Using the data beneath this instruction, retype only the lines from the one that contains "[[65, 63], [295, 131]]" down to the one that contains "[[289, 33], [39, 58], [126, 152], [88, 113]]", both included, exactly as they appear.

Point-per-instance localization data:
*-*-*

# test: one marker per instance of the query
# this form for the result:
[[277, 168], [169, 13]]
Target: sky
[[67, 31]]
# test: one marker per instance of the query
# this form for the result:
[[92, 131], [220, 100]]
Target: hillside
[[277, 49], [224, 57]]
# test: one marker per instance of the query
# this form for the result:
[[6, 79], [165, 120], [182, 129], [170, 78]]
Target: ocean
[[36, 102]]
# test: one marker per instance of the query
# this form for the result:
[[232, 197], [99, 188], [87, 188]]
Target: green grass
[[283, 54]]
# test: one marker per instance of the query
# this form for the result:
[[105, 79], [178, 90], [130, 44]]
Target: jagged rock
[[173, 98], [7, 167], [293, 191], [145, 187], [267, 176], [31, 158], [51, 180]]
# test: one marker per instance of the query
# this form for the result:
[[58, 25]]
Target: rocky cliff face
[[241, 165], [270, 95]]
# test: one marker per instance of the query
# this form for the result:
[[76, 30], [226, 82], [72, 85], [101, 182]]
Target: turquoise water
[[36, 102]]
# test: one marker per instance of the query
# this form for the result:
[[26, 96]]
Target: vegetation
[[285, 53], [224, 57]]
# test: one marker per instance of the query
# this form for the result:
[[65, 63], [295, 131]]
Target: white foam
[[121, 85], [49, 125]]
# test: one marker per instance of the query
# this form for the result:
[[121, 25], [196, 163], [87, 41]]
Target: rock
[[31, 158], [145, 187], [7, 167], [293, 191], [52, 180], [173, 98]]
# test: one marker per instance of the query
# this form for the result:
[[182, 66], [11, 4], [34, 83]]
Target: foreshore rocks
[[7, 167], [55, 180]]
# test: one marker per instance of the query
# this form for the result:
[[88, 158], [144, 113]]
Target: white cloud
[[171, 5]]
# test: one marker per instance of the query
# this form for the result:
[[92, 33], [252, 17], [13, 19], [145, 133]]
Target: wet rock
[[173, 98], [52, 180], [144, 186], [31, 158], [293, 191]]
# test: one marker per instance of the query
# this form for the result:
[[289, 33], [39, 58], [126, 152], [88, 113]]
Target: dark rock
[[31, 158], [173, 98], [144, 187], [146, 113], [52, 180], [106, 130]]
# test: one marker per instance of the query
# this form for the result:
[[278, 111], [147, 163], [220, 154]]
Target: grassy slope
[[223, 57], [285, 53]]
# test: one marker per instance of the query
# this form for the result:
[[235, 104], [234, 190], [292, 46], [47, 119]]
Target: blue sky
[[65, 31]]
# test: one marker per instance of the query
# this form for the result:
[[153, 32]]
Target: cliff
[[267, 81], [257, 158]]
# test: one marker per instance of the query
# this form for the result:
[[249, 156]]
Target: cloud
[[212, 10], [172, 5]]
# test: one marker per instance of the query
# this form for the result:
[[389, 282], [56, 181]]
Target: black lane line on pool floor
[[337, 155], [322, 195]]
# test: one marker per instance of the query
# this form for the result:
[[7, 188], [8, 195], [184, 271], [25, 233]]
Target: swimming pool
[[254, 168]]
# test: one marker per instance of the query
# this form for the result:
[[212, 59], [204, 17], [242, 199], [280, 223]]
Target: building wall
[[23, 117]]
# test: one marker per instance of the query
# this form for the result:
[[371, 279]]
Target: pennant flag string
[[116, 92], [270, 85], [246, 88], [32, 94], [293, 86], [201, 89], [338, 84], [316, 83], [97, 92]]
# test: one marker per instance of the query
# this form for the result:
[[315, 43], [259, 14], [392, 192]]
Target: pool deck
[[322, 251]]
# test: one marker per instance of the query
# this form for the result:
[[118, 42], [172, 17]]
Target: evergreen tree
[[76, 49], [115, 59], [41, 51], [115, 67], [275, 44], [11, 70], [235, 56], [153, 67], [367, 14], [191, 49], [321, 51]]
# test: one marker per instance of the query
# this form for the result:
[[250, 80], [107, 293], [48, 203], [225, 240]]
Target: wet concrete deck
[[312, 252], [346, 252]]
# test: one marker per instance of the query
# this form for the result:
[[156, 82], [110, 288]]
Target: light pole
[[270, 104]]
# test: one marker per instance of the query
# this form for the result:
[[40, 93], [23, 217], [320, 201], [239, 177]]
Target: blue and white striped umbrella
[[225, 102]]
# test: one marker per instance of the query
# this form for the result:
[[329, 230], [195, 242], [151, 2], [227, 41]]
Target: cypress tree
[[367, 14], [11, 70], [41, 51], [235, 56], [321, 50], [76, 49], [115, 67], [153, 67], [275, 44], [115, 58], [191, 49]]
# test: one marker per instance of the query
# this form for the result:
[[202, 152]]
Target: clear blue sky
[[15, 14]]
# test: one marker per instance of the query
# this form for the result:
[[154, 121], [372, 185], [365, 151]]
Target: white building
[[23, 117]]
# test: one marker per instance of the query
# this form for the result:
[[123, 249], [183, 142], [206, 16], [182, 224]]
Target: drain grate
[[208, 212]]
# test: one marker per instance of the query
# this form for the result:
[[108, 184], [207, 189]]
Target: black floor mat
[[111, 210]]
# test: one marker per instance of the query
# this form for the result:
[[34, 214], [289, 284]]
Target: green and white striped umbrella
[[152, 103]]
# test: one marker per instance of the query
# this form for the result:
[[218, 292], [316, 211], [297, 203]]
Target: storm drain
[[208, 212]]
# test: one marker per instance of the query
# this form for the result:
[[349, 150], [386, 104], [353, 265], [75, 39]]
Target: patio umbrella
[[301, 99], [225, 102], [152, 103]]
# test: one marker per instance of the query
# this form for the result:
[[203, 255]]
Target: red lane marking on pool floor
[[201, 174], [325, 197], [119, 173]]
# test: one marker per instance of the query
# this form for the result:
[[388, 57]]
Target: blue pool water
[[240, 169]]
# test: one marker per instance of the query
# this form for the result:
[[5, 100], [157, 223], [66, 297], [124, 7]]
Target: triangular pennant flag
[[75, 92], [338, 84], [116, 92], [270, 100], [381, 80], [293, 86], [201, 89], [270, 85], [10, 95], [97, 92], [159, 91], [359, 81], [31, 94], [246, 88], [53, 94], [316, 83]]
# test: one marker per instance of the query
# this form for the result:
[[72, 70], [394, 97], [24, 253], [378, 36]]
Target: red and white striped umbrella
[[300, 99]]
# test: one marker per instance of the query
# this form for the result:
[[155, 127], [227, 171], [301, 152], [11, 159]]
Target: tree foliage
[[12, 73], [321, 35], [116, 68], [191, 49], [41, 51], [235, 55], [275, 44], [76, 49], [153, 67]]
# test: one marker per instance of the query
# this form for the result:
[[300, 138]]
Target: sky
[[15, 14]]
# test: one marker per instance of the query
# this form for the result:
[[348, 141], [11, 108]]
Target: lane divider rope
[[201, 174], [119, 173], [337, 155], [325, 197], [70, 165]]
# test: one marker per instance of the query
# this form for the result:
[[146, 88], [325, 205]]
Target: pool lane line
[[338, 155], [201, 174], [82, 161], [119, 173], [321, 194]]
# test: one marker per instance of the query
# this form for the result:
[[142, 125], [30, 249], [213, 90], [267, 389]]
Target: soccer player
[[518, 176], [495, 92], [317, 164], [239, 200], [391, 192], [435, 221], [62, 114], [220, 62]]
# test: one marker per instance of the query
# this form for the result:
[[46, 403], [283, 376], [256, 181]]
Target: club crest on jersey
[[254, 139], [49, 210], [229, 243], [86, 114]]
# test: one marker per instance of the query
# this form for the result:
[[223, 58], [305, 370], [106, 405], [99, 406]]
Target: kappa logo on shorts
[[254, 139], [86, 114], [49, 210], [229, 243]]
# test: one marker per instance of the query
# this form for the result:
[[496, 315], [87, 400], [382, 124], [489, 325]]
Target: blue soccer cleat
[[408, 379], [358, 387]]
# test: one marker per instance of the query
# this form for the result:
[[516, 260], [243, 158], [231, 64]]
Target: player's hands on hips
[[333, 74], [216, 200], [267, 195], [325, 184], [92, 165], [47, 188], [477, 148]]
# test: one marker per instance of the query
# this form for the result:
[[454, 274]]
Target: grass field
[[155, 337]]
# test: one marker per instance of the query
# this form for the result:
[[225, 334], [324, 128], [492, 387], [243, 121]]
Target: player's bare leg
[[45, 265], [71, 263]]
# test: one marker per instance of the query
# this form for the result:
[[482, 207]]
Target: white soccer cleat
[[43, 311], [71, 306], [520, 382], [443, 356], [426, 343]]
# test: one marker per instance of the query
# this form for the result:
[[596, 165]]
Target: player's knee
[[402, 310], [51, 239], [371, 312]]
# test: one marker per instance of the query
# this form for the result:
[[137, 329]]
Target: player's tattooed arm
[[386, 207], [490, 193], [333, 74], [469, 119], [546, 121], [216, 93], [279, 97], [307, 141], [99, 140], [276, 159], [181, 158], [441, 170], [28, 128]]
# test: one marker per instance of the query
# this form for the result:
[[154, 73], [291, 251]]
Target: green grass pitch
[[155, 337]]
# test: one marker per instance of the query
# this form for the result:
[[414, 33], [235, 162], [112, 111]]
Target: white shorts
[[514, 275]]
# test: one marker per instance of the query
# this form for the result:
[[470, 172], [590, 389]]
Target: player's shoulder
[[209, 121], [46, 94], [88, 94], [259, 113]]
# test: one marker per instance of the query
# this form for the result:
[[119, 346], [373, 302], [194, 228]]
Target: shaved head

*-*-*

◆ **Answer space**
[[65, 63], [295, 131]]
Target: white foam
[[121, 85], [49, 125]]
# test: one marker per instance of the query
# this form for the result:
[[121, 25], [196, 163], [87, 41]]
Target: rock
[[31, 158], [145, 187], [7, 167], [293, 191], [52, 180], [173, 98]]
# test: one marker per instance of the query
# this form for the result:
[[182, 66], [11, 4], [34, 83]]
Target: foreshore rocks
[[7, 167], [55, 180]]
# test: one marker per instance of the query
# this form for the result:
[[88, 158], [144, 113]]
Target: white cloud
[[171, 5]]
# test: one marker per instance of the query
# this form for the result:
[[92, 33], [252, 17], [13, 19], [145, 133]]
Target: wet rock
[[173, 98], [52, 180], [144, 186], [31, 158], [293, 191]]
# test: one marker per instance of the query
# this form for the result:
[[289, 33], [39, 58], [126, 152], [88, 113]]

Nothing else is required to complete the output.